Quoted passage:
Now we compute the *bfs* for all the nodes of our input category. During the iteration the *shortest* dictionary will be updated, at the end this dictionary will have this structure: the key are all the nodes, the values are lists in which the elements are the shortest path between the key node and the node from the input category, if a key node has as value an empty list it means that node has no link with none of the nodes in the input category.   
We save the resulting *shortest* distance in a txt file (*C0_path.txt*), attached in our repository.

In [10]:
C0 = categories[input_]

for art in C0:
    shortest = func.bfs(edges, art, shortest)

#save shortest dictionary to a file
func.save_dict('C0_path.txt', shortest)

In order not to rexecute the previous code, we include here the code to reload from *C0_path.txt*, *shortest* in the right format (i.e. a dictionary):

In [11]:
#load back shortest from file as a dictionary

shortest = func.load_saved_dict('C0_path.txt')

Information given:

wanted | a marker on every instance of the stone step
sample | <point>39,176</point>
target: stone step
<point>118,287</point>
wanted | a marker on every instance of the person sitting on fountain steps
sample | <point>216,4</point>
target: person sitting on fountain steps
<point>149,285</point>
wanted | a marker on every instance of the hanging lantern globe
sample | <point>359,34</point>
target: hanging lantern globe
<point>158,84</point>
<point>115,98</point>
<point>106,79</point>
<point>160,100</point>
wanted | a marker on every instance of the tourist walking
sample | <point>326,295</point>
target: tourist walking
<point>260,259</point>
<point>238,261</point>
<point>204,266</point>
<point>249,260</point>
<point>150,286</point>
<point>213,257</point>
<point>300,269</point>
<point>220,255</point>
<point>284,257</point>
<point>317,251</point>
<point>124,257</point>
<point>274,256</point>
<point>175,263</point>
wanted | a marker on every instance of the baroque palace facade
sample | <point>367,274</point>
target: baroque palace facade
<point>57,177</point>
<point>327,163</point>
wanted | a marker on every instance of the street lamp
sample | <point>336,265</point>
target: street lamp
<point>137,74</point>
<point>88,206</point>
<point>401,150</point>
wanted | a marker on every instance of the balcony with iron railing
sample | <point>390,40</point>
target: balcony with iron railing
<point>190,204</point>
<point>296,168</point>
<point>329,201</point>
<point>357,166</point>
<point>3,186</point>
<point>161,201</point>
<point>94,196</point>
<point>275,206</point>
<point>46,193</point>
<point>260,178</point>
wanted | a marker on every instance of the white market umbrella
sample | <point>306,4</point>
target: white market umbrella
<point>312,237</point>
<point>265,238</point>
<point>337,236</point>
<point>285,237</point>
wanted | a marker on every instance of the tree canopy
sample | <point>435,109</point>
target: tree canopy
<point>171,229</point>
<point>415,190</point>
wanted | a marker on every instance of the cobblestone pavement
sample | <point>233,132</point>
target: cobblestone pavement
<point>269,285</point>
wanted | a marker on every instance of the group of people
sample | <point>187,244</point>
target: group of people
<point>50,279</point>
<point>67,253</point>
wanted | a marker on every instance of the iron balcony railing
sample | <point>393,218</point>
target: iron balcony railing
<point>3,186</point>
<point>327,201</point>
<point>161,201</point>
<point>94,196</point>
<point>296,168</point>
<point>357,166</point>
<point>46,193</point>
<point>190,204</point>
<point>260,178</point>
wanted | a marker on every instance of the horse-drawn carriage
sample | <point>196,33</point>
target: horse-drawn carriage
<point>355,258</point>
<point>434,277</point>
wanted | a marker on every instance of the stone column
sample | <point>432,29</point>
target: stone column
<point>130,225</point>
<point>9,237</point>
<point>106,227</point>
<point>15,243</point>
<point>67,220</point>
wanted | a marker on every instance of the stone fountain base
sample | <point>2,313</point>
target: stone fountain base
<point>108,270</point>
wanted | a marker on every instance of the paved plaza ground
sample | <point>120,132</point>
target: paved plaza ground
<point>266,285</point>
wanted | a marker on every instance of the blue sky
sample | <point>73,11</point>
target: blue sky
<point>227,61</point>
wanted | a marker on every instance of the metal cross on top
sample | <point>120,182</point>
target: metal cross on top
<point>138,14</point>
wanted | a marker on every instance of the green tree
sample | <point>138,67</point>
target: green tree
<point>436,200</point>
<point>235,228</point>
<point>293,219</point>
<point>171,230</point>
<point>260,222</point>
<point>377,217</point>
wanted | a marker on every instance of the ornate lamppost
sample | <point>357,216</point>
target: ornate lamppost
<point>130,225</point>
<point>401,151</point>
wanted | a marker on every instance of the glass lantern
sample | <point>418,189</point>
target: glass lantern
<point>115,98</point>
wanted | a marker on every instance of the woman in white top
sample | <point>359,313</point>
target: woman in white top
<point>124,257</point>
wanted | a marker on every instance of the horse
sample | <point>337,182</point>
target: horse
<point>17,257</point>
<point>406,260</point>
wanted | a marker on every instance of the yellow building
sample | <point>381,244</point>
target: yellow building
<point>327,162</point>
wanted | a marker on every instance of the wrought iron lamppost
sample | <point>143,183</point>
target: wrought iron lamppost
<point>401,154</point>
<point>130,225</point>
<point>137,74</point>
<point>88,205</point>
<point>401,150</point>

Work to complete:
(A) Quote the notebook excerpt starting at "Now we compute" and ending at "in our repository.".
(B) For each statement, say yes or no according to the notebook excerpt, and quote the words that decide it: (i) the shortest dictionary is saved to a file named C0_path.txt; (ii) a key node whose value is an empty list is linked to every node in the input category; (iii) the reload code brings shortest back as a dictionary.
The listing is separate material from the notebook excerpt.

Answers in order:
(A)
Now we compute the *bfs* for all the nodes of our input category. During the iteration the *shortest* dictionary will be updated, at the end this dictionary will have this structure: the key are all the nodes, the values are lists in which the elements are the shortest path between the key node and the node from the input category, if a key node has as value an empty list it means that node has no link with none of the nodes in the input category.   
We save the resulting *shortest* distance in a txt file (*C0_path.txt*), attached in our repository.

(B)
(i) Yes: "func.save_dict('C0_path.txt', shortest)"
(ii) No: "if a key node has as value an empty list it means that node has no link with none of the nodes in the input category"
(iii) Yes: "in the right format (i.e. a dictionary)"